__Supplied text__.
•••

In advocating increased regulation or state-ownership of communications networks or broadband companies and connections, McChesney seems utterly oblivious to the fact that the very state power he advocates on one hand is the same state power that private parties can corrupt on the other.  He says, for example, that “Our struggle to make the Internet into a public utility conflicts with the interests of telephone and cable firms,” because “Their power rests upon their ability to successfully buy off politicians.”  How does he not see the contradiction?  He’s certainly right to fear that public officials can be co-opted by private interests. (Read up on your public choice theory, buddy!)  But I suppose McChesney believes that his perfect socialist state will be immune to these pressures because it will be run by enlightened, public-minded philosopher kings… you know… like himself.  But that’s nonsense.  See my old essay on the fantasy of “Building a Better Bureaucrat” or Tim Lee’s old essay on “Real Regulators” for more details on why it never works out that way in practice. Or, better yet, since I know he would never read anything I penned on the subject, I encourage McChesney to take a hard look at the definitive 2-volume Economics of Regulation by a far more experienced progressive Democrat, Professor Alfred E. Kahn. In Kahn’s masterwork, you will find the following words of wisdom (and caution) from someone who spent a lifetime studying these issues:

When a commission is responsible for the performance of an industry, it is under never completely escapable pressure to protect the health of the companies it regulates, to assure a desirable performance by relying on those monopolistic chosen instruments and its own controls rather than on the unplanned and unplannable forces of competition. […] Responsible for the continued provision and improvement of service, [the regulatory commission] comes increasingly and understandably to identify the interest of the public with that of the existing companies on whom it must rely to deliver goods.

•••

__Your goal__. Carry the commentary on McChesney's case for regulating communications networks forward from the last sentence of the quotation from Kahn.

Object location annotation data:
•••

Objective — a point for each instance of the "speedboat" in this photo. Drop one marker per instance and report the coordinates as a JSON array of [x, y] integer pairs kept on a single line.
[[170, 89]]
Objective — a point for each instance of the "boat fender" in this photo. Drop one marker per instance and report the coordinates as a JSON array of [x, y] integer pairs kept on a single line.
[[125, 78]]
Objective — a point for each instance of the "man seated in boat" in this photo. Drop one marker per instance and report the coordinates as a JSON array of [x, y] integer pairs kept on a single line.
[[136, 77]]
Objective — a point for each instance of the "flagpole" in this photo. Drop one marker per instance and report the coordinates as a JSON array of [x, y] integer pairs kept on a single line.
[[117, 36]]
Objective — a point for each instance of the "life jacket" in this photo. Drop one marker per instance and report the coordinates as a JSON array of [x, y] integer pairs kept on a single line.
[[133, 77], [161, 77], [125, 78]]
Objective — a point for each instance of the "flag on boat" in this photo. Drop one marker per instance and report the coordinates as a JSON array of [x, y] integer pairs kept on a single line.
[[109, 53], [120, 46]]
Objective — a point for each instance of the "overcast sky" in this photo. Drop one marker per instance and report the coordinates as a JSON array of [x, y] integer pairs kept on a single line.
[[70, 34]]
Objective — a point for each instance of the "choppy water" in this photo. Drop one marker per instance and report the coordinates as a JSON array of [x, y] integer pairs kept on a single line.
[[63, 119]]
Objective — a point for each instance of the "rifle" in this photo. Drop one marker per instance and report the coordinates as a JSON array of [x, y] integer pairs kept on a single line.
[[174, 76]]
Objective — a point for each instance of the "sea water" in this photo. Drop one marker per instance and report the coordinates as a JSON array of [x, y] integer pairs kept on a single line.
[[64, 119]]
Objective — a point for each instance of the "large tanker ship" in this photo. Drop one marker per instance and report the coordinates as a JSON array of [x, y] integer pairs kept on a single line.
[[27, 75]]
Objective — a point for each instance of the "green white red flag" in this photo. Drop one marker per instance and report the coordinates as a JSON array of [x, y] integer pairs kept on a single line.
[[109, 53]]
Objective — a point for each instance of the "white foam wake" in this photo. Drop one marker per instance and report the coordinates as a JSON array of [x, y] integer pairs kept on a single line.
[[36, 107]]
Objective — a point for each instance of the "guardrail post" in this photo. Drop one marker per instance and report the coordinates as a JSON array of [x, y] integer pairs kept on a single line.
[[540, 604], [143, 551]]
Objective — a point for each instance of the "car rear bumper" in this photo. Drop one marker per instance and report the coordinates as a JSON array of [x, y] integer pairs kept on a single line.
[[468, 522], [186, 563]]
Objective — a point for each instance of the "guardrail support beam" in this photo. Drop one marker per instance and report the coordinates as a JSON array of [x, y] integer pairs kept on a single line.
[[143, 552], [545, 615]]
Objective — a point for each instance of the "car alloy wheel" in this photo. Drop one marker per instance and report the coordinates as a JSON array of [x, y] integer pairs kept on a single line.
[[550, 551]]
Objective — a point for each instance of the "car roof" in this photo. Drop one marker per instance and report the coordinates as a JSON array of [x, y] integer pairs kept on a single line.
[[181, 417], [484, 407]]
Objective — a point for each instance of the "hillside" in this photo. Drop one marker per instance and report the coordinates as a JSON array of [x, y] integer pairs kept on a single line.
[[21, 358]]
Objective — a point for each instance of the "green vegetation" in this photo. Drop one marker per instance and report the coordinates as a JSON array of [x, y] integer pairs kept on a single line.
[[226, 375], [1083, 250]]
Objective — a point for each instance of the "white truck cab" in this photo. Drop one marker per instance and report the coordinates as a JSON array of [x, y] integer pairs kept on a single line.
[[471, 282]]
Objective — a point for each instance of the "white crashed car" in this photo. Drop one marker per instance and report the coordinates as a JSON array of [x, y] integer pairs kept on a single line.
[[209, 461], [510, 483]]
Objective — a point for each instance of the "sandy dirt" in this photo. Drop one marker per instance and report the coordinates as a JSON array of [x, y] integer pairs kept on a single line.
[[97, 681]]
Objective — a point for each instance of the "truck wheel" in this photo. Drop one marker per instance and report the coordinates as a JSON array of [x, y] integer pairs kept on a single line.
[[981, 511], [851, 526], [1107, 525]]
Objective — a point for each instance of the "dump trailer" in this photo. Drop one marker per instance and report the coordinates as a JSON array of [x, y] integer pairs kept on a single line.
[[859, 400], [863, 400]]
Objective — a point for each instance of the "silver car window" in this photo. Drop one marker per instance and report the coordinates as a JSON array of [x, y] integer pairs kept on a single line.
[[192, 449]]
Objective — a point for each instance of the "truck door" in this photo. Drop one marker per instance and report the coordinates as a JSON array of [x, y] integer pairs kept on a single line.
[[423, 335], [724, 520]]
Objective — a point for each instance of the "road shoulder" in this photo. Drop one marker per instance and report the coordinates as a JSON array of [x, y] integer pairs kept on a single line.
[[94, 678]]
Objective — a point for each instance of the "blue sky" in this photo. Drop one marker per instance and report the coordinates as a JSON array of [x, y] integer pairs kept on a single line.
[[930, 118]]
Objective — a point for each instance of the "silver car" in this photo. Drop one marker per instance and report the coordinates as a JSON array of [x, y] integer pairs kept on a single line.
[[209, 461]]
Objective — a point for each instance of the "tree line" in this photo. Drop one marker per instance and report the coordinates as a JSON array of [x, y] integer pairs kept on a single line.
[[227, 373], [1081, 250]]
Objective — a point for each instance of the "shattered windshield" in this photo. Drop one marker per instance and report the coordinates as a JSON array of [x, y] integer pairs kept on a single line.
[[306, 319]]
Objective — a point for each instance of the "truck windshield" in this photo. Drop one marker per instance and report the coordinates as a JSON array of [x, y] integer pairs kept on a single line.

•••

__Answer to this problem__.
McChesney makes one final point about Net neutrality that is worth highlighting. When asked whether he had any reservations about making short-term alliances with new media companies or Internet operators such as Google, eBay, Amazon, and Microsoft in the push for Net neutrality regulations, McChesney says: “Absolutely.. But I’ve learned, by participating in over a decade of specific media struggles, that when you are in the short-term and you are fighting to win, sometimes you make tactical alliances.” Nonetheless, he notes, ” the ultimate goal is to get rid of the media capitalists in the phone and cable companies and to divest them from control.” And, so, the ends justify the means in terms of striking short-term alliances with those evil, blood-sucking capitalists.  I hope the folks at Google, eBay, Amazon, and Microsoft are reading McChesney’s radical thinking on communications policy and realize that he and his Free Press reformistas will eventually turn their sights on them just as soon as they are finished socializing the infrastructure layer of the Internet.

Conclusion: Against Media Tyranny

In a very strange sense, I admire Robert McChesney.  He is a man of principle.  And he isn’t ashamed to advocate his principles publicly (whereas some of his Free Press disciples do a very nice job disguising their true intentions).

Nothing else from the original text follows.